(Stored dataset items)
▼▼▼
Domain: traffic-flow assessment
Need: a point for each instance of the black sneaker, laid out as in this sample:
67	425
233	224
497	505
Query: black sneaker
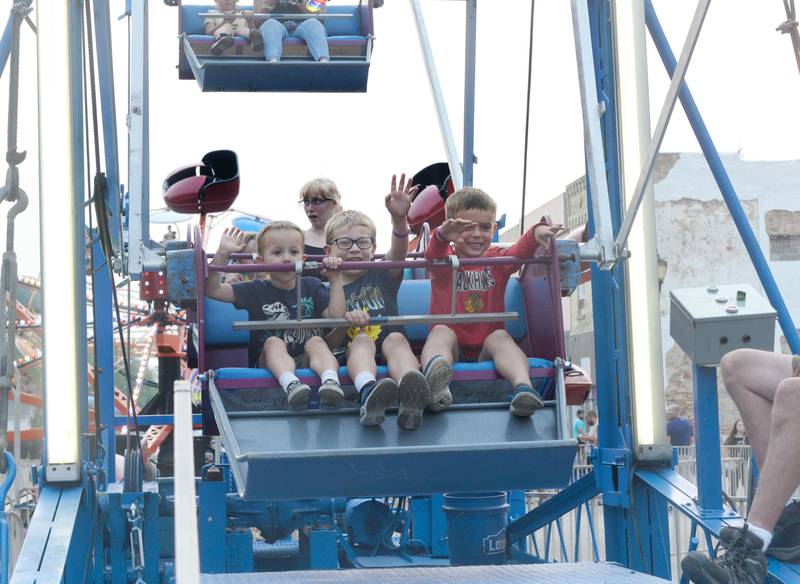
330	395
785	544
742	561
297	395
256	40
376	398
414	396
525	401
222	44
439	372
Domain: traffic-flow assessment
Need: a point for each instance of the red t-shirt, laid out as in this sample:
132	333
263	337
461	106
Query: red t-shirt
479	288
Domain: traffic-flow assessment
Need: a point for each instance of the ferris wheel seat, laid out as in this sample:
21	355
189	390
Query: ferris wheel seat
210	186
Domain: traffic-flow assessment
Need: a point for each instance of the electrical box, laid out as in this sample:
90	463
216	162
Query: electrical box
711	321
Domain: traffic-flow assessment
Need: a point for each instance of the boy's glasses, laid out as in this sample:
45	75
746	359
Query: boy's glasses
346	243
314	202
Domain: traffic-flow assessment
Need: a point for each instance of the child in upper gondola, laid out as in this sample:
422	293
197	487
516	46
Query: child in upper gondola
350	236
467	233
233	21
282	351
310	30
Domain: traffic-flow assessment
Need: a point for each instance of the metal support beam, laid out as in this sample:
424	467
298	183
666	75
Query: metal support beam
456	173
602	245
724	183
663	122
469	90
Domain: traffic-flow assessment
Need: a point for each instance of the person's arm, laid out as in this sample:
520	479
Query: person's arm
398	202
233	241
335	307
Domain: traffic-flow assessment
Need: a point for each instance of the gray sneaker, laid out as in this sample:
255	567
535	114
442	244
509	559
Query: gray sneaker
414	396
439	372
297	395
742	561
376	398
330	395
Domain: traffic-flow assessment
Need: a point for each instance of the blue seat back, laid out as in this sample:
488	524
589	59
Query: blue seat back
192	23
414	298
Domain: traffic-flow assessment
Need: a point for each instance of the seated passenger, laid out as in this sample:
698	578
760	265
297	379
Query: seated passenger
350	236
310	30
232	22
281	351
467	233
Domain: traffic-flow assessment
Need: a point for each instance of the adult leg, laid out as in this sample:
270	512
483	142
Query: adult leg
312	31
273	33
751	378
780	474
324	364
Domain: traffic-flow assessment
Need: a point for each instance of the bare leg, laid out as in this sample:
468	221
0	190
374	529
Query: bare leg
509	360
442	341
361	356
275	356
780	474
399	356
751	378
319	356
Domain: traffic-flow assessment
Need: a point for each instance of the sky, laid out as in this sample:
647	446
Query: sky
743	76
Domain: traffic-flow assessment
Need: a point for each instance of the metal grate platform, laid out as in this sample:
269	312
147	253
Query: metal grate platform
314	453
596	573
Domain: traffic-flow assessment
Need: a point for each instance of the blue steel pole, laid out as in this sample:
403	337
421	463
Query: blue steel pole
105	71
724	184
5	45
104	342
706	411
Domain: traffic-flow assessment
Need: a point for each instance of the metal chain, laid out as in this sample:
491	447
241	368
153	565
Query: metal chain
12	193
790	27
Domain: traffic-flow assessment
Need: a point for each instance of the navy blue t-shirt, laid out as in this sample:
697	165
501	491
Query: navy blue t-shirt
680	432
376	293
263	301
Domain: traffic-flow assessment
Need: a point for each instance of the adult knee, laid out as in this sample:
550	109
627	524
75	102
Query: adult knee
787	399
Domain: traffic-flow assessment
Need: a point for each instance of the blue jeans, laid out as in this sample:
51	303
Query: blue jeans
312	31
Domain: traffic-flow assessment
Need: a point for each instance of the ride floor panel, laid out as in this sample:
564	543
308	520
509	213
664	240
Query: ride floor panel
315	453
596	573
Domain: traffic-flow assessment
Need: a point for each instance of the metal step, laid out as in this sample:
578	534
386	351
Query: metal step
314	453
596	573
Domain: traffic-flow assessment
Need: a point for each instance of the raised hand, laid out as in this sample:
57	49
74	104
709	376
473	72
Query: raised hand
453	229
357	318
233	241
544	233
398	201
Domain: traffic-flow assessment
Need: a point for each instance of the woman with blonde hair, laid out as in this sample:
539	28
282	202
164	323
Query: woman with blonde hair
320	200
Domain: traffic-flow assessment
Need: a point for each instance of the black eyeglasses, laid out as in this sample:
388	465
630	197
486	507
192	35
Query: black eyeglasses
347	242
313	202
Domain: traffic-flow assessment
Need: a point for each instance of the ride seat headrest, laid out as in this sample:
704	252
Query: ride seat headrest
207	187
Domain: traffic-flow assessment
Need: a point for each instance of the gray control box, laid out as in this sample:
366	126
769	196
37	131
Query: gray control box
711	321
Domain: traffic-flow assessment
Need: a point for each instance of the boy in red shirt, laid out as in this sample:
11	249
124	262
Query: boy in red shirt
467	233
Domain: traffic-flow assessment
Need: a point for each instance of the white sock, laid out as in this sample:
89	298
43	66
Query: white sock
329	375
287	379
762	533
362	379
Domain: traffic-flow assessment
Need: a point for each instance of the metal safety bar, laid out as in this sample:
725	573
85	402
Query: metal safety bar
385	265
257	325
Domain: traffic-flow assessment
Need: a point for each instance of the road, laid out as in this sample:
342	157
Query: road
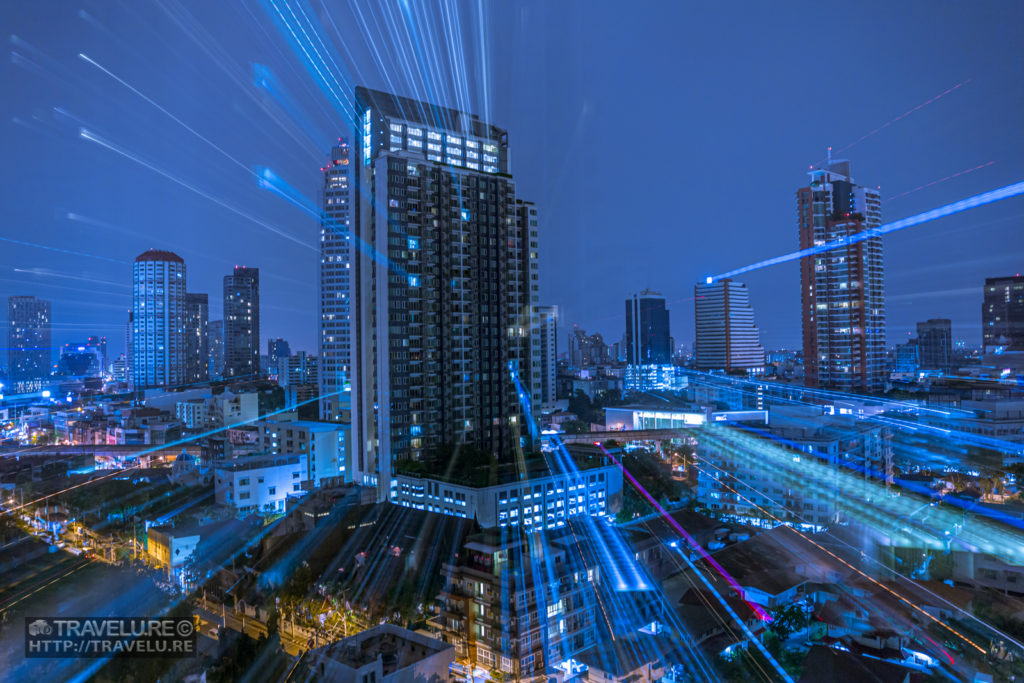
212	614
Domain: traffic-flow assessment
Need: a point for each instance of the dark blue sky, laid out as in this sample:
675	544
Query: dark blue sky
663	142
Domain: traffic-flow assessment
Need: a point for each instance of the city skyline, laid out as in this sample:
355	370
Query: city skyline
900	153
474	342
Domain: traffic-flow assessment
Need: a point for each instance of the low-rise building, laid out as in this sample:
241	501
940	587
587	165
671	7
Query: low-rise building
325	443
171	549
516	612
260	482
385	653
540	502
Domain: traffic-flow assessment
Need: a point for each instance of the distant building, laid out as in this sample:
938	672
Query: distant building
907	357
326	443
1003	313
545	501
654	378
586	350
29	351
299	369
197	337
935	343
259	483
842	290
159	344
276	349
727	336
545	358
385	653
648	339
81	360
516	610
242	323
216	340
335	282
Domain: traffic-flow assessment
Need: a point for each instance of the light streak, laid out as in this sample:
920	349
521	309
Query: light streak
92	137
903	116
765	616
935	182
849	565
941	212
62	251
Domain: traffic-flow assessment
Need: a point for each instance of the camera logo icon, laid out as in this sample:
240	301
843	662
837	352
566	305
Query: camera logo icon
40	628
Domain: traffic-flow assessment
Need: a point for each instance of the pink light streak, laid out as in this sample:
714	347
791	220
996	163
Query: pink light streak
762	614
935	182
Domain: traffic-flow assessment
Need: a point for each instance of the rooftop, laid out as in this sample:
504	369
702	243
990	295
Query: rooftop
159	255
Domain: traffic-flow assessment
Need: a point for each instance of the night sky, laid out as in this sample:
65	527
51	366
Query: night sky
662	141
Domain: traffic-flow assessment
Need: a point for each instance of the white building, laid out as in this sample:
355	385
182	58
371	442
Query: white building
654	378
324	443
259	483
537	503
727	336
194	414
544	349
385	653
158	319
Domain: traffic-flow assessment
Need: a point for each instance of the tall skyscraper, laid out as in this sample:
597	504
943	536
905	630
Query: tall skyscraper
1003	313
197	337
278	348
158	319
727	336
130	350
935	344
586	350
647	334
335	285
29	352
242	323
440	297
544	347
842	290
215	330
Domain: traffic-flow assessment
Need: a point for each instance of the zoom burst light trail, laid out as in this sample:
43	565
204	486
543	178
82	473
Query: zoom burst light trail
947	210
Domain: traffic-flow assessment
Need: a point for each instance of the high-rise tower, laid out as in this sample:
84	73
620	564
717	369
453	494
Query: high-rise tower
197	337
842	290
242	323
1003	313
647	334
29	351
727	336
335	285
158	319
440	298
544	348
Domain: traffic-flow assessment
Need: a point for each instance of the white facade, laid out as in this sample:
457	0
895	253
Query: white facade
324	443
158	319
259	483
535	504
727	336
544	349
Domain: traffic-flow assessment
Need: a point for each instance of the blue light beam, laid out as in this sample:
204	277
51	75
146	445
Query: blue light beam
947	210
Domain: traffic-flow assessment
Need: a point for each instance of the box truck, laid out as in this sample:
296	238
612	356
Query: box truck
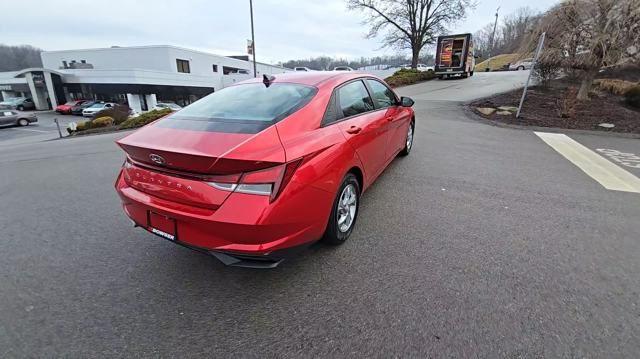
455	56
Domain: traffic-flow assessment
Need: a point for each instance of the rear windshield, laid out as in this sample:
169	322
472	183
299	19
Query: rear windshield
248	103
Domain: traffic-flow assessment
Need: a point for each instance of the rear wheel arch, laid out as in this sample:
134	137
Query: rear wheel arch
359	176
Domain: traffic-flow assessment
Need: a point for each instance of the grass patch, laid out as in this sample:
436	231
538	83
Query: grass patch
497	62
144	118
615	86
405	77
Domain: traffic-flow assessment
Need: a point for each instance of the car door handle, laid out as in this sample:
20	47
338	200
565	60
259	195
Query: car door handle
354	129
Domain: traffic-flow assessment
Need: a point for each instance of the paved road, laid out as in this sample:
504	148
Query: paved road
44	129
484	242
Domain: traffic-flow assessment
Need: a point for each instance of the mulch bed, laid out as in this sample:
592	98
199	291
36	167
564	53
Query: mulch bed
546	108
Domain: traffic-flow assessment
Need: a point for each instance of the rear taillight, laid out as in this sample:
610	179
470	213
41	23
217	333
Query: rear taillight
268	182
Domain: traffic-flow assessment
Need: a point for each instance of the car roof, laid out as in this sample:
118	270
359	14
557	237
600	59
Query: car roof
311	78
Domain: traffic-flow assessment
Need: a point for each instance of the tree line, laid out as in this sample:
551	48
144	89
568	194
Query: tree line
510	33
378	62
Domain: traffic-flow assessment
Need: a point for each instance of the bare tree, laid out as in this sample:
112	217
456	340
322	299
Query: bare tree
585	36
20	57
411	24
510	34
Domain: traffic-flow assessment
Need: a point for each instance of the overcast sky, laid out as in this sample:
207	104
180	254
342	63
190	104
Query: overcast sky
285	29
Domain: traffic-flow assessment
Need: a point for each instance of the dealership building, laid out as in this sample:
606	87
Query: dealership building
140	76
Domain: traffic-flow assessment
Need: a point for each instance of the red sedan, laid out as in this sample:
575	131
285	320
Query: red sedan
257	170
66	108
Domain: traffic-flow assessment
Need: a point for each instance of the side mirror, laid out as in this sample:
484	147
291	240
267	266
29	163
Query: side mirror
406	101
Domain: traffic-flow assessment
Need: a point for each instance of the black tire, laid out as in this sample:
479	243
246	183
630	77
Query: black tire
408	146
333	234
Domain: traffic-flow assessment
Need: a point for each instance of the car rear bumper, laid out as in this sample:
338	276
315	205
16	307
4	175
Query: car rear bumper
247	230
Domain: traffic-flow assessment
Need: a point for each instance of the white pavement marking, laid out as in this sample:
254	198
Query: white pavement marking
597	167
28	129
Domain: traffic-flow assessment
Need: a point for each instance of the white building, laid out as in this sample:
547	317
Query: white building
139	76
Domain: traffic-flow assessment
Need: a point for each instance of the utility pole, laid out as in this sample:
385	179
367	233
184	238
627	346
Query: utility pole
253	40
493	35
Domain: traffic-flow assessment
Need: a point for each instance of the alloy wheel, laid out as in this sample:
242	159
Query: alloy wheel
347	206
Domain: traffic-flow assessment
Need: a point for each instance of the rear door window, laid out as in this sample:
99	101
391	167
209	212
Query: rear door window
354	99
382	95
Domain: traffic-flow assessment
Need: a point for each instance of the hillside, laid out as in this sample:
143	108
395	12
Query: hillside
497	62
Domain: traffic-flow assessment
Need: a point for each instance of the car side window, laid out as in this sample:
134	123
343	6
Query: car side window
354	99
382	95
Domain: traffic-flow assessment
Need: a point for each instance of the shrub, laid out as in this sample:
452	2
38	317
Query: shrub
144	118
632	96
614	86
545	71
119	113
104	121
83	125
404	77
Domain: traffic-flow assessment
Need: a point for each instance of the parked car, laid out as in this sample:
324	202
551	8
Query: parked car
66	108
521	65
170	105
18	103
259	169
423	67
10	117
96	107
77	110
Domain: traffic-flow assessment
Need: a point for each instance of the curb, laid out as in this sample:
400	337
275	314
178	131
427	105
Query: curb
473	115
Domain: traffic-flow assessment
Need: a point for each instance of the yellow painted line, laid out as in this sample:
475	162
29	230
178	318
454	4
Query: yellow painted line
609	175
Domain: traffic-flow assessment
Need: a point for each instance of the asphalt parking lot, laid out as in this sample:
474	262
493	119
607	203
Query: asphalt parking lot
44	129
484	242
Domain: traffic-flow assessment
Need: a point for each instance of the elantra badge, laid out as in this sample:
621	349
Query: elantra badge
157	159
▲▲▲
EXERCISE GOAL - Please set down, with no changes, the line that contains "Need: a point for each instance of the hillside, laid" and all the lines after it until the entries end; write nothing besides them.

RESPONSE TO THIS EXERCISE -
Need: a point for each instance of the hillside, laid out as in this sample:
143	108
395	12
Query: hillside
497	62
Domain: traffic-flow assessment
Need: a point for each instance of the car side window, laid out as in this sample:
134	123
343	6
Query: car side window
354	99
382	95
Domain: traffic-flow assessment
Need: a point for each instance of the shrub, laid out as in this sample:
452	2
38	317
Query: shrub
144	118
632	96
614	86
545	71
119	113
104	121
83	125
404	77
Domain: traffic-flow assessment
Need: a point for each instance of the parked car, laid out as in this sample:
324	202
551	8
Query: parked car
66	108
521	65
170	105
18	103
259	169
423	67
10	117
96	107
77	110
Domain: traffic-flow assessment
Need: a point for each instance of the curb, laid out as in this sample:
400	337
275	314
178	131
427	105
Query: curb
473	115
Domain: traffic-flow assessment
Need: a point for each instance of the yellow painted line, laid out as in this sample:
475	162
29	230
178	318
454	4
Query: yellow painted line
609	175
Domain: traffic-flow assessment
Need: a point for each instance of the asphalt parking lot, laid out as in this sample:
474	262
493	119
607	203
Query: asphalt parking lot
44	129
484	242
Domain: traffic-flow assessment
Need: a point for each instance of the elantra badge, laid out as in this sample:
621	349
Query: elantra badge
157	159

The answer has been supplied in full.